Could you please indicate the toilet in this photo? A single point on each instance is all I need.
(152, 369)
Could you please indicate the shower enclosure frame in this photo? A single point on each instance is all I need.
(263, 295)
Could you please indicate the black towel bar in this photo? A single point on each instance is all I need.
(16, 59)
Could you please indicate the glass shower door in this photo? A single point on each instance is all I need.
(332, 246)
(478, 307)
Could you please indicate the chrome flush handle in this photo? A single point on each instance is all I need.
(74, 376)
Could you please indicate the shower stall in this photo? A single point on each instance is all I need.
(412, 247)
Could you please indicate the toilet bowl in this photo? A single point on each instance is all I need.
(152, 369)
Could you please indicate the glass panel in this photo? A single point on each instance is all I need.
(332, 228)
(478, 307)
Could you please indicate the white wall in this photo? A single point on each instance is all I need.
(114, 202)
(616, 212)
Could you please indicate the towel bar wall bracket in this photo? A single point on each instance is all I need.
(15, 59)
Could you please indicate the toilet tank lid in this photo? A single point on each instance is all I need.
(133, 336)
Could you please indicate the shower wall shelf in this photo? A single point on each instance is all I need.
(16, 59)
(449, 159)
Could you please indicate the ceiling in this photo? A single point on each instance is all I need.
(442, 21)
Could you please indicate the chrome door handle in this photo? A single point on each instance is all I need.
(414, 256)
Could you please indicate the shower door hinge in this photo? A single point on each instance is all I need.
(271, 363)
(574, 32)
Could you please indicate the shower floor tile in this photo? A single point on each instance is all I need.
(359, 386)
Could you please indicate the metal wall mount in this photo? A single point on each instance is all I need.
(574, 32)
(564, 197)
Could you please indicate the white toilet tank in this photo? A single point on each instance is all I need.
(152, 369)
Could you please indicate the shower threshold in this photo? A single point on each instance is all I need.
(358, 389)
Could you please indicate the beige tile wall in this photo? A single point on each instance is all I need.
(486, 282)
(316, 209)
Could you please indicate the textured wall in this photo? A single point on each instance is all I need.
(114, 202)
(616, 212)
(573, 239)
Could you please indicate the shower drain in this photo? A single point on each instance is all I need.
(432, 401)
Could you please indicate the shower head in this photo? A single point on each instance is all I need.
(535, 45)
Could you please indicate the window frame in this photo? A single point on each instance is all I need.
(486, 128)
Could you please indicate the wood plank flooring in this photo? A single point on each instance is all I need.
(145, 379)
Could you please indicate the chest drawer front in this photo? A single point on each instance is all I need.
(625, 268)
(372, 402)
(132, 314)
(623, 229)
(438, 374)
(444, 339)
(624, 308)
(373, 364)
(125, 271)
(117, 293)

----------------------------------------

Write out all of the records once more, exactly.

Could you please indicate the toilet in this photo? A single point on each instance is all I need.
(152, 369)
Could you please indicate the shower enclosure frame in this photo? A single point on each instance is all I need.
(263, 295)
Could you please indicate the black towel bar in this photo? A single point on each instance is all I need.
(16, 59)
Could you please indicate the glass shower door in this photo? A single point on each instance is all I need.
(332, 246)
(478, 307)
Could you please indicate the chrome flush handle in this photo? A single point on each instance is all I need.
(74, 376)
Could you please indicate the shower stall in this photo? A single point on each instance is all I need.
(412, 247)
Could you please indicate the toilet bowl in this photo? A single point on each instance is all I need.
(152, 369)
Could you please indicate the glass panel in this photo? A single point on each instance is all I need.
(332, 228)
(478, 307)
Could you please indicate the white wall in this photo? A single point on each instance is all I need.
(114, 202)
(616, 212)
Could you please indicate the towel bar wall bracket in this photo? A single point on each instance is all I need.
(15, 59)
Could you please indicate the toilet tank lid in this photo? A single point on each instance is all I need.
(133, 336)
Could you please indicate the shower wall shelf in this photo? A single point on each instance is all I need.
(16, 59)
(449, 159)
Could you please indicate the ceiling in this photo? A single point on each instance is all I need.
(442, 21)
Could you please indicate the chrome door handle in this photo? A single point on each instance is all I need.
(414, 256)
Could you please indicate the shower door hinge in this photo? A single point on each instance is all I need.
(271, 363)
(574, 32)
Could you please indicate the shower floor tile in this photo? A single point on each instance is all I need.
(359, 386)
Could you please indicate the metal wall mount in this photo? A single point on each instance is all I need.
(574, 32)
(564, 197)
Could you please indicate the white toilet tank in this photo? A single point on each instance is all I need.
(152, 369)
Could you please indicate the shower threshold in this photo? A single point on each instance is all I need.
(358, 389)
Could you please indicate the beige tile wall in this photo? A single point on each instance is all I need.
(486, 282)
(316, 209)
Could you please indicate the textured wall in this photo? A single point on each instance is all I need.
(114, 202)
(616, 212)
(573, 239)
Could you please indicate the shower drain in this photo? A single point on each instance is all I need.
(432, 401)
Could you please indicate the shower head in this photo? A single point on each instance is all I need.
(535, 45)
Could you please indicate the window frame in this photo? A single point on each instance is all I need.
(486, 128)
Could you please indicate the wood plank flooring in this photo? A single point on each instance is all I need.
(145, 379)
Could you please indicate the chest drawer front in this photo? A single point on each instance is all I need.
(625, 268)
(372, 402)
(132, 314)
(623, 229)
(438, 374)
(444, 339)
(624, 308)
(373, 364)
(125, 271)
(117, 293)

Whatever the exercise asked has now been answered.